Records -
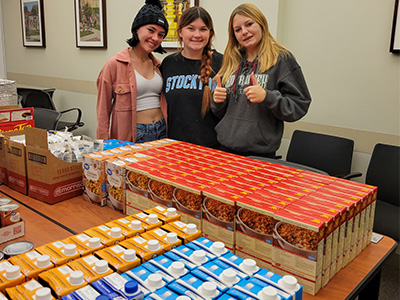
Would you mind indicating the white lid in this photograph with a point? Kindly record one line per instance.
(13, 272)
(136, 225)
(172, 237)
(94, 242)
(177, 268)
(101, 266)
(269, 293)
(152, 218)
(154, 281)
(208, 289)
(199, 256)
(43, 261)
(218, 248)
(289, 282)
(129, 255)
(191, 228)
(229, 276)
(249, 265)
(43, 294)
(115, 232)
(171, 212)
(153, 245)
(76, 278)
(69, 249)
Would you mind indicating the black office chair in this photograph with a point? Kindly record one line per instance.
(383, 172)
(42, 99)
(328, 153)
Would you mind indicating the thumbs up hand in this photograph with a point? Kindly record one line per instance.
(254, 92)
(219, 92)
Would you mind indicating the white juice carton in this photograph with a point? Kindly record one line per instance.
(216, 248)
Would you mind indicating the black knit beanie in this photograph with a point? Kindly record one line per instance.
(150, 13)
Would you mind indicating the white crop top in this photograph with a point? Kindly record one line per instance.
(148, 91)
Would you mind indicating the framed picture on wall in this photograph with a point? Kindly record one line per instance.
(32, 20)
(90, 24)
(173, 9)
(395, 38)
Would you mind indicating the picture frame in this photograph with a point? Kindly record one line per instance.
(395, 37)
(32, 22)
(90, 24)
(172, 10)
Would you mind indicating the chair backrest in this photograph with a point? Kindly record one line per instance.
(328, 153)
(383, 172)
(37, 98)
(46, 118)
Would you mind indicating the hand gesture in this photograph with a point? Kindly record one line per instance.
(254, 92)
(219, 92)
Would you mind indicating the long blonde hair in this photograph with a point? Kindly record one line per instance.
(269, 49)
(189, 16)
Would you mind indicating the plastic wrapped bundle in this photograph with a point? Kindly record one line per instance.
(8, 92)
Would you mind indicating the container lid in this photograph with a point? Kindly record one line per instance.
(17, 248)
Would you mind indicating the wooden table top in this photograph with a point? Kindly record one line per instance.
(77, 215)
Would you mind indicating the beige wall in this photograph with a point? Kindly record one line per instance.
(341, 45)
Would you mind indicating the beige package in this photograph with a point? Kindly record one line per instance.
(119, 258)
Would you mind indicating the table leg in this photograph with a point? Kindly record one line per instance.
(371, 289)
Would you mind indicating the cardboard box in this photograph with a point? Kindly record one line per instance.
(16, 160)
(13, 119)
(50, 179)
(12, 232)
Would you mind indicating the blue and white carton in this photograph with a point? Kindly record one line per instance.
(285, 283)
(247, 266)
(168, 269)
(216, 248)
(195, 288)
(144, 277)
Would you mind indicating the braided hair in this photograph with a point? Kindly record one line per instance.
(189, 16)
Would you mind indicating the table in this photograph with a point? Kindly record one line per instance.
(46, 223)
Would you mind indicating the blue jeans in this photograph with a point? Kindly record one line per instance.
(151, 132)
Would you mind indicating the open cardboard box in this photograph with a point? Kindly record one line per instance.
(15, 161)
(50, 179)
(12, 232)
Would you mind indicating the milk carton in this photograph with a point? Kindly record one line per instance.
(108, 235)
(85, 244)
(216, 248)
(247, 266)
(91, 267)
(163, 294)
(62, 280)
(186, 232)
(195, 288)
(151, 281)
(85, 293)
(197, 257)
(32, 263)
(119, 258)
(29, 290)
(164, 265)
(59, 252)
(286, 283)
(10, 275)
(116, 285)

Written exercise -
Put every line of the items above into a JSON list of strings, one string per line, with blank lines left out. Leave the pictures out of the list.

Finished exercise -
[
  "Would you mind indicating the white lid in this photograph with a point? Kindly record one line per instance.",
  "(13, 272)",
  "(136, 225)",
  "(172, 237)",
  "(94, 242)",
  "(177, 268)",
  "(101, 266)",
  "(269, 293)",
  "(152, 218)",
  "(154, 281)",
  "(208, 289)",
  "(199, 256)",
  "(43, 261)",
  "(218, 248)",
  "(289, 282)",
  "(129, 255)",
  "(191, 228)",
  "(229, 276)",
  "(249, 265)",
  "(43, 294)",
  "(115, 232)",
  "(171, 212)",
  "(153, 245)",
  "(76, 278)",
  "(69, 249)",
  "Would you mind indicating the black office chair in this photograph with a point? Kindly record one line per instance.",
  "(383, 172)",
  "(42, 99)",
  "(328, 153)",
  "Would you mind indicating the thumbs up hand in this photograph with a point? Kindly record one line per instance.",
  "(254, 92)",
  "(219, 92)",
  "Would you mind indicating the white juice carton in this photograph with a point? Kindly record one line per instance.",
  "(216, 248)",
  "Would you mind indicating the black knit beanie in this photograph with a point? Kindly record one line per instance.",
  "(150, 13)",
  "Would you mind indicating the white crop top in this photograph with a point? Kindly record one line per instance.",
  "(148, 91)",
  "Would you mind indicating the framed picture on wall in this photograph with a point? Kindly record one line per instance.",
  "(32, 20)",
  "(90, 24)",
  "(173, 9)",
  "(395, 38)",
  "Would you mind indicating the picture frame in this photograph with a point? Kindly record one line per instance.",
  "(395, 37)",
  "(32, 22)",
  "(90, 24)",
  "(172, 10)",
  "Would you mind indicating the chair backrest in this photograph with a point? Kindly record one line per instance.",
  "(328, 153)",
  "(383, 172)",
  "(37, 98)",
  "(46, 118)",
  "Would you mind indicating the hand gesture in this photograph with a point? Kindly record one line per instance.",
  "(254, 92)",
  "(219, 92)",
  "Would you mind indicating the long blonde hair in this photograph with a point? Kindly record one line per instance.",
  "(269, 49)",
  "(189, 16)",
  "Would you mind indicating the plastic wrapped bundle in this photograph with a point? Kindly record one line per instance.",
  "(8, 92)",
  "Would you mind indicating the container lid in this photograph with a point? Kindly record one line per instance.",
  "(17, 248)",
  "Would you mind indicating the wooden table top in this photograph with a point? Kindly record one line per instance.",
  "(77, 215)",
  "Would you mind indicating the beige wall in this photograph with a point? Kindly record one line per instance.",
  "(341, 45)",
  "Would you mind indicating the beige package in this photograph with a point? Kindly record one line per instance.",
  "(119, 258)",
  "Would you mind indicating the table leg in this photograph with a point? Kindly record one line per instance.",
  "(371, 289)",
  "Would you mind indicating the cardboard box in this photograph with a point? Kindly record one line per instance.",
  "(16, 160)",
  "(13, 119)",
  "(50, 179)",
  "(12, 232)",
  "Would you mind indicating the blue and white carton in this photograph with a point? Kindly record one line per instance.",
  "(285, 283)",
  "(247, 266)",
  "(168, 269)",
  "(216, 248)",
  "(195, 288)",
  "(144, 277)",
  "Would you mind indicating the braided hair in this photograph with a point? Kindly record one line per instance.",
  "(189, 16)",
  "Would you mind indicating the table in this photograph with a point? Kindly record one line per instance.",
  "(46, 223)",
  "Would you mind indicating the blue jeans in this photograph with a point? Kindly record one line per instance.",
  "(151, 132)",
  "Would you mind indicating the open cardboard box in this photograph with a point? Kindly record one line per instance.",
  "(15, 161)",
  "(50, 179)",
  "(12, 232)",
  "Would you mind indicating the milk carton in this photograph with a point? Kindly record one line per instance.",
  "(108, 235)",
  "(85, 244)",
  "(216, 248)",
  "(247, 266)",
  "(91, 267)",
  "(163, 294)",
  "(62, 280)",
  "(186, 232)",
  "(195, 288)",
  "(151, 281)",
  "(85, 293)",
  "(197, 257)",
  "(32, 263)",
  "(119, 258)",
  "(29, 290)",
  "(164, 265)",
  "(59, 252)",
  "(286, 283)",
  "(10, 275)",
  "(116, 285)"
]